TEXTO PARA LEITURA:
========================================
– “O mundo está repleto da cólera dos imbecis”
“O
mundo está repleto da cólera dos imbecis. Em sua cólera, a ideia da
redenção os corrói, pois constitui o fundo de toda esperança humana.” A
frase é do escritor francês Georges Bernanos, de um impressionante livro
chamado “Os Grandes Cemitérios sob a Lua”, que acaba de ser editado no
Brasil pela editora “É Realizações”. Bernanos retrata na obra os
horrores morais da guerra civil espanhola e, católico militante que era,
o papel detestável da Igreja Católica da Espanha, que foi da omissão à
colaboração com as brutalidades do franquismo.
O pensamento
é grande, é profundo. Todos somos atingidos, de algum modo, pela ideia
de redenção, ainda que ela assuma a forma de uma crença profunda na
razão humana, que nos livraria de todos os males. Se a busca dessa
redenção se torna o valor único de um indivíduo e se alguns psicopatas
oferecem instrumentos simples e errados para atingi-la, eis que surgem
os fanáticos — religiosos ou não.
Refleti
sobre a frase de Bernanos ao me dar conta dos atentados terroristas
havidos na França, na Tunísia e no Kuwait. Cada país vive sua realidade
específica e, de fato, não creio que eles tenham um nexo, vamos dizer,
funcional entre si ou que obedeçam a um único comando hierárquico.
É improvável
que o Estado Islâmico, por exemplo, atue no Kuwait, onde, desde sempre,
a tensão se dá entre xiitas e sunitas. Na Tunísia, antes mesmo de o
mundo se dar conta da existência dos celerados, havia a tensão entre o
laicismo e o fundamentalismo, com, como tem sido assim até agora, o
triunfo do primeiro. Na França, não se descarte a atuação do Estado
Islâmico, que, por razões várias e complexas, encontra ecos no Ocidente.
========================================
Registros de contorno de regiões de imagem:
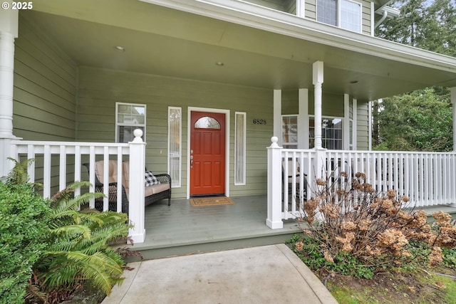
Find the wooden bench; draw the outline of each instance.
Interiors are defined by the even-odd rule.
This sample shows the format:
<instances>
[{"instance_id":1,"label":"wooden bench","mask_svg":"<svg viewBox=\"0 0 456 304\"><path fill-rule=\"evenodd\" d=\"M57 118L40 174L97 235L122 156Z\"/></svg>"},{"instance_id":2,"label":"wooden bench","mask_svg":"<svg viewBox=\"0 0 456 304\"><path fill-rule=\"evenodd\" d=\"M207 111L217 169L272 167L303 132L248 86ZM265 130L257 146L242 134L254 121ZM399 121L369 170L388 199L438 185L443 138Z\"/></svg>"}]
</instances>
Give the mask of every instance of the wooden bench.
<instances>
[{"instance_id":1,"label":"wooden bench","mask_svg":"<svg viewBox=\"0 0 456 304\"><path fill-rule=\"evenodd\" d=\"M118 186L118 164L117 160L108 161L108 209L117 211L117 186ZM83 164L89 170L90 164ZM104 161L100 160L95 163L95 192L103 192L103 178ZM145 174L145 172L142 172ZM157 184L145 186L144 188L144 205L147 206L153 202L163 199L168 199L168 206L171 204L171 177L167 174L154 174L160 182ZM129 162L122 162L122 211L128 214L129 201L129 177L130 163ZM103 211L103 198L99 198L95 201L95 208L98 211Z\"/></svg>"}]
</instances>

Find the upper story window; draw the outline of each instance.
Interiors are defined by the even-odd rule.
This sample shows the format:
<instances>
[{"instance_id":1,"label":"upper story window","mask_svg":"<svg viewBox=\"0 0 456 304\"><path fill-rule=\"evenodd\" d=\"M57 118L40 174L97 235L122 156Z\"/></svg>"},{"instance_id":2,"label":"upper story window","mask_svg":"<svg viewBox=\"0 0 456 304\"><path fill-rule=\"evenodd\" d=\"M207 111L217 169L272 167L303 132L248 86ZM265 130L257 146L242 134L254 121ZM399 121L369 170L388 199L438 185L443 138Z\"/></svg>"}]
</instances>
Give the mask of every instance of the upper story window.
<instances>
[{"instance_id":1,"label":"upper story window","mask_svg":"<svg viewBox=\"0 0 456 304\"><path fill-rule=\"evenodd\" d=\"M116 142L132 142L135 129L142 130L142 140L145 141L145 105L115 103Z\"/></svg>"},{"instance_id":2,"label":"upper story window","mask_svg":"<svg viewBox=\"0 0 456 304\"><path fill-rule=\"evenodd\" d=\"M316 20L361 33L361 4L350 0L317 0Z\"/></svg>"}]
</instances>

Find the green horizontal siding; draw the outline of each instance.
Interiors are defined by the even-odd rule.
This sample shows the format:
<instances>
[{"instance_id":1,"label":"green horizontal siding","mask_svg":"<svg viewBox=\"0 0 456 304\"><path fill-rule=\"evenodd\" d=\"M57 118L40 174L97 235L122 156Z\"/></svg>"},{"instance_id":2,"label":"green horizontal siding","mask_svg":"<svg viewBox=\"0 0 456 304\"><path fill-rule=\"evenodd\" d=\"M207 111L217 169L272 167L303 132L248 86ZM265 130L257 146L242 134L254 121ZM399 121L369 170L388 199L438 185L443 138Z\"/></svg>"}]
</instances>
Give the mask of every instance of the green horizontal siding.
<instances>
[{"instance_id":1,"label":"green horizontal siding","mask_svg":"<svg viewBox=\"0 0 456 304\"><path fill-rule=\"evenodd\" d=\"M15 41L14 134L24 140L75 139L76 63L19 16Z\"/></svg>"},{"instance_id":2,"label":"green horizontal siding","mask_svg":"<svg viewBox=\"0 0 456 304\"><path fill-rule=\"evenodd\" d=\"M157 173L167 169L168 106L182 110L182 187L173 188L173 198L187 194L188 107L230 111L230 194L266 193L266 150L272 136L273 92L215 83L88 67L79 68L78 141L114 141L115 102L147 105L146 165ZM234 186L234 112L247 112L247 182ZM255 125L253 119L265 119Z\"/></svg>"}]
</instances>

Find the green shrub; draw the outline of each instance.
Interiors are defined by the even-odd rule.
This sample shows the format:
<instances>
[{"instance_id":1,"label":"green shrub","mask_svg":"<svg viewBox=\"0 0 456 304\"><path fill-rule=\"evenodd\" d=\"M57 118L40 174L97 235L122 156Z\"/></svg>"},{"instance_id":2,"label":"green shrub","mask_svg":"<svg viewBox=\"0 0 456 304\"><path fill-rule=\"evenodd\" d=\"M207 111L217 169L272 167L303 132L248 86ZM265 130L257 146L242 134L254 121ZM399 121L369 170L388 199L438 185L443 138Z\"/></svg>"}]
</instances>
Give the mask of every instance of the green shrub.
<instances>
[{"instance_id":1,"label":"green shrub","mask_svg":"<svg viewBox=\"0 0 456 304\"><path fill-rule=\"evenodd\" d=\"M24 303L32 267L48 244L49 201L30 184L0 182L0 303Z\"/></svg>"}]
</instances>

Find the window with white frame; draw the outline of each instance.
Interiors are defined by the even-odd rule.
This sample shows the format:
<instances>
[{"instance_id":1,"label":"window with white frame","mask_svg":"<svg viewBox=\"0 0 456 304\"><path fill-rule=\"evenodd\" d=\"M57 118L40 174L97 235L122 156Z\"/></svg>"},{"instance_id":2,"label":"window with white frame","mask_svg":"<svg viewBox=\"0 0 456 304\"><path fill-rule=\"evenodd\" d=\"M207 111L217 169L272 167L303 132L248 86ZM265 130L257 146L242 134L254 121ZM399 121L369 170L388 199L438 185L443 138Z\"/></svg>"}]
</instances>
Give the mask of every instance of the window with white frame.
<instances>
[{"instance_id":1,"label":"window with white frame","mask_svg":"<svg viewBox=\"0 0 456 304\"><path fill-rule=\"evenodd\" d=\"M315 119L309 117L309 147L315 147ZM329 150L342 150L342 118L322 117L321 145Z\"/></svg>"},{"instance_id":2,"label":"window with white frame","mask_svg":"<svg viewBox=\"0 0 456 304\"><path fill-rule=\"evenodd\" d=\"M115 103L115 142L132 142L135 129L142 130L142 138L145 142L145 105Z\"/></svg>"},{"instance_id":3,"label":"window with white frame","mask_svg":"<svg viewBox=\"0 0 456 304\"><path fill-rule=\"evenodd\" d=\"M246 113L234 114L234 184L246 184Z\"/></svg>"},{"instance_id":4,"label":"window with white frame","mask_svg":"<svg viewBox=\"0 0 456 304\"><path fill-rule=\"evenodd\" d=\"M298 115L282 115L282 146L286 149L298 147Z\"/></svg>"},{"instance_id":5,"label":"window with white frame","mask_svg":"<svg viewBox=\"0 0 456 304\"><path fill-rule=\"evenodd\" d=\"M180 187L182 175L182 109L168 107L168 173L171 187Z\"/></svg>"},{"instance_id":6,"label":"window with white frame","mask_svg":"<svg viewBox=\"0 0 456 304\"><path fill-rule=\"evenodd\" d=\"M361 32L361 4L351 0L317 0L316 20Z\"/></svg>"}]
</instances>

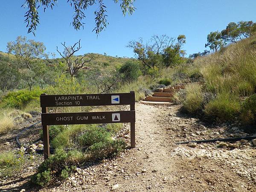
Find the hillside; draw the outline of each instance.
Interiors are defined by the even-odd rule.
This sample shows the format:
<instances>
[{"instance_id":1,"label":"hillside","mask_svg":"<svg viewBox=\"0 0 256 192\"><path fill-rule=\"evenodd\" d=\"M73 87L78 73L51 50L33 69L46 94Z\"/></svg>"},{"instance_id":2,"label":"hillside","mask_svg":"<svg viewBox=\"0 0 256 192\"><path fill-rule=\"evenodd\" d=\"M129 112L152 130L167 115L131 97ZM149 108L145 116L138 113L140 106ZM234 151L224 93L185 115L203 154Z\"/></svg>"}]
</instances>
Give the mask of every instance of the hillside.
<instances>
[{"instance_id":1,"label":"hillside","mask_svg":"<svg viewBox=\"0 0 256 192\"><path fill-rule=\"evenodd\" d=\"M79 58L81 56L81 55L78 55L76 57ZM89 60L91 57L93 57L93 59L87 64L86 67L90 69L99 69L102 72L105 73L114 70L117 67L120 66L128 61L132 59L90 53L86 54L85 60ZM47 65L50 67L57 66L60 61L65 63L65 60L63 58L47 59L44 59L44 61ZM0 51L0 64L7 63L16 65L17 62L15 55Z\"/></svg>"}]
</instances>

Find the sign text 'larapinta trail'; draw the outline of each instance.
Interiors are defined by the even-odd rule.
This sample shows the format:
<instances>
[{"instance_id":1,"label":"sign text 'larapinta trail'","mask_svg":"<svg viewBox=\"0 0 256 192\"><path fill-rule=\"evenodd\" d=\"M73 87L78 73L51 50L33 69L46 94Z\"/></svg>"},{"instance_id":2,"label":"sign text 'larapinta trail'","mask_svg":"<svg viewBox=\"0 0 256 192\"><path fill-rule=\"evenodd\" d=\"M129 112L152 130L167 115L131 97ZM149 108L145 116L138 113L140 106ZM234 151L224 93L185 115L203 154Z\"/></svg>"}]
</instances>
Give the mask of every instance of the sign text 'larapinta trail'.
<instances>
[{"instance_id":1,"label":"sign text 'larapinta trail'","mask_svg":"<svg viewBox=\"0 0 256 192\"><path fill-rule=\"evenodd\" d=\"M135 93L41 95L42 125L45 159L50 155L48 125L130 122L131 147L135 147ZM97 112L48 113L48 108L130 105L130 111Z\"/></svg>"},{"instance_id":2,"label":"sign text 'larapinta trail'","mask_svg":"<svg viewBox=\"0 0 256 192\"><path fill-rule=\"evenodd\" d=\"M41 107L69 107L130 105L132 93L81 95L42 95Z\"/></svg>"}]
</instances>

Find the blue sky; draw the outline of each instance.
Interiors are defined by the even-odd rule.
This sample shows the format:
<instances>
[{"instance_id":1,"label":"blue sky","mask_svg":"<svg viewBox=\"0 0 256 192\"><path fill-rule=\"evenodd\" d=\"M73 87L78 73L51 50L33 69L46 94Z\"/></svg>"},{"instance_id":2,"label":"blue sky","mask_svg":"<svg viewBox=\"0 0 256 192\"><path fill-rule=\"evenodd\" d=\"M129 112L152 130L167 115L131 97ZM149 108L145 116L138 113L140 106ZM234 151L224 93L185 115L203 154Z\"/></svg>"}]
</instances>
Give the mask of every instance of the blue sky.
<instances>
[{"instance_id":1,"label":"blue sky","mask_svg":"<svg viewBox=\"0 0 256 192\"><path fill-rule=\"evenodd\" d=\"M43 42L47 51L55 52L61 42L73 44L81 39L82 48L78 55L95 52L129 57L132 50L126 47L128 42L140 37L148 40L153 35L166 34L177 37L185 35L184 47L189 55L202 51L207 36L211 31L221 30L230 22L251 20L256 22L255 0L136 0L137 8L131 16L123 17L119 4L105 0L109 25L97 38L92 32L95 26L93 7L85 13L83 30L76 31L70 25L73 10L66 0L60 0L54 10L40 12L40 24L36 36L27 34L24 23L26 9L21 8L23 0L4 0L0 7L0 50L6 52L8 41L19 35Z\"/></svg>"}]
</instances>

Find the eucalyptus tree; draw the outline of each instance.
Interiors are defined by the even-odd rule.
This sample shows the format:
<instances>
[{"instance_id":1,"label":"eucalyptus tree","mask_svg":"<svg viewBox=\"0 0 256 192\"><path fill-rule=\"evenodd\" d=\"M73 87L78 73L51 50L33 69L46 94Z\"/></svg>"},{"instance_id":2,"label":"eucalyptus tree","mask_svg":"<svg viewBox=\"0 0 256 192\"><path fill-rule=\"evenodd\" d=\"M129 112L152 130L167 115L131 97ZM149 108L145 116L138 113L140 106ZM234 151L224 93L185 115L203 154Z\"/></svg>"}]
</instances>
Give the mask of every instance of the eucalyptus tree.
<instances>
[{"instance_id":1,"label":"eucalyptus tree","mask_svg":"<svg viewBox=\"0 0 256 192\"><path fill-rule=\"evenodd\" d=\"M120 7L123 15L125 16L126 13L132 14L135 10L133 3L135 0L113 0L113 3L120 3ZM74 14L73 17L72 24L76 30L83 28L84 23L84 20L86 17L84 12L93 6L98 5L98 9L94 12L95 27L93 31L98 34L103 30L108 24L107 20L108 15L107 7L104 3L106 0L67 0L66 2L62 3L69 3L73 8ZM46 9L53 9L57 3L57 0L25 0L22 6L27 9L25 14L25 22L27 23L28 28L28 33L32 32L35 35L35 32L39 24L39 14L38 9L42 7L45 12Z\"/></svg>"},{"instance_id":2,"label":"eucalyptus tree","mask_svg":"<svg viewBox=\"0 0 256 192\"><path fill-rule=\"evenodd\" d=\"M15 41L7 43L7 51L15 55L18 61L18 66L21 78L27 84L31 90L37 80L46 70L42 59L47 58L44 43L26 37L18 36Z\"/></svg>"},{"instance_id":3,"label":"eucalyptus tree","mask_svg":"<svg viewBox=\"0 0 256 192\"><path fill-rule=\"evenodd\" d=\"M219 48L224 46L223 39L221 38L221 33L218 31L212 32L207 36L207 43L205 47L209 47L213 52L216 52Z\"/></svg>"}]
</instances>

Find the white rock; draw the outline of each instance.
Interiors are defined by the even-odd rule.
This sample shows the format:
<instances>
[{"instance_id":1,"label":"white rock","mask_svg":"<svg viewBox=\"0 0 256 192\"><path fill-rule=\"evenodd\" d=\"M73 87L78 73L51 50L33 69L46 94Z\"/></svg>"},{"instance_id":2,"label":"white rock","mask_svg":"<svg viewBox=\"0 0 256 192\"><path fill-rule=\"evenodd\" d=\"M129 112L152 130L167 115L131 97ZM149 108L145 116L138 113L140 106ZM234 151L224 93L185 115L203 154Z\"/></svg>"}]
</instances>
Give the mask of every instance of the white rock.
<instances>
[{"instance_id":1,"label":"white rock","mask_svg":"<svg viewBox=\"0 0 256 192\"><path fill-rule=\"evenodd\" d=\"M256 145L256 139L252 140L252 142L254 145Z\"/></svg>"},{"instance_id":2,"label":"white rock","mask_svg":"<svg viewBox=\"0 0 256 192\"><path fill-rule=\"evenodd\" d=\"M228 144L225 142L220 142L219 143L219 145L221 147L228 147Z\"/></svg>"},{"instance_id":3,"label":"white rock","mask_svg":"<svg viewBox=\"0 0 256 192\"><path fill-rule=\"evenodd\" d=\"M196 144L196 143L194 142L189 142L188 144L188 145L190 147L196 147L197 145L197 144Z\"/></svg>"},{"instance_id":4,"label":"white rock","mask_svg":"<svg viewBox=\"0 0 256 192\"><path fill-rule=\"evenodd\" d=\"M147 172L147 169L142 169L141 170L141 172L142 173L145 173L146 172Z\"/></svg>"},{"instance_id":5,"label":"white rock","mask_svg":"<svg viewBox=\"0 0 256 192\"><path fill-rule=\"evenodd\" d=\"M111 190L113 191L114 190L116 190L117 188L118 188L118 187L119 187L119 185L118 184L116 184L115 185L113 185L113 186L112 186Z\"/></svg>"}]
</instances>

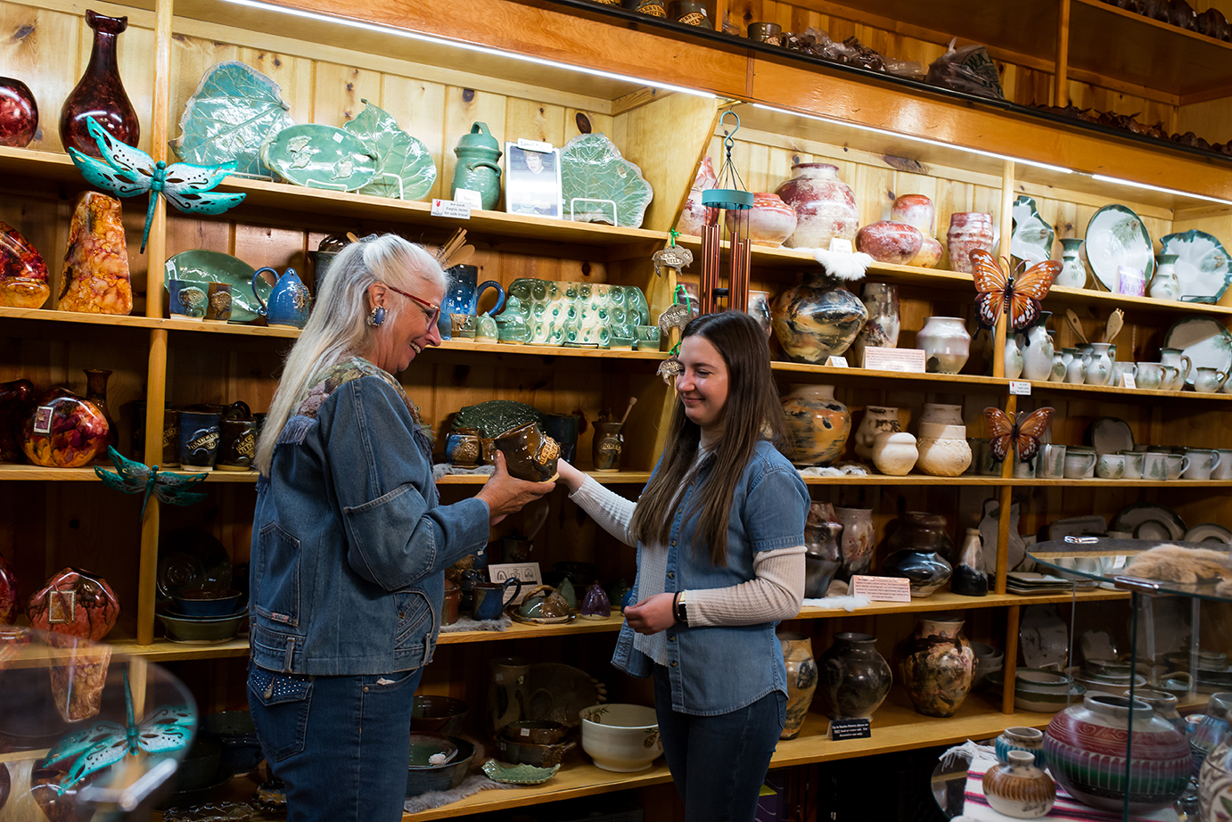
========================================
EXERCÍCIO ESCRITO:
Dê continuidade ao texto sobre Bernanos e os atentados terroristas a partir da última frase apresentada. As linhas são um material à parte.

RESPOSTA DO EXERCÍCIO:
Na raiz de
tudo, sempre!, está a cólera dos imbecis como resposta brutalmente
errada à ideia de redenção; à tentação de impor a todos os homens uma
ordem salvadora, que os coloque no caminho. Estaria eu aqui negando
mesmo a redenção cristã? Não! Porque essa se dá no coração de cada
indivíduo. Ainda que as pessoas se reúnam numa igreja, a crença é no
resgate de cada alma. E cada um dos convencidos, então, da salvação pode
fazer a Cidade de Deus. Sem imposição nem violência. Mas volto ao
ponto.
Ainda que os
atentados não tenham, entre si, um nexo funcional, causal ou
hierárquico, eles são fruto da mesma popularização do terror. O Estado
Islâmico, em certa medida, está, sim, na raiz, vamos dizer, espiritual
de todos os ataques. Essa gente é a expressão moderna do mal absoluto, e
me parece claro, a esta altura, que o mundo está a negligenciar o
perigo que representa essa força demencial.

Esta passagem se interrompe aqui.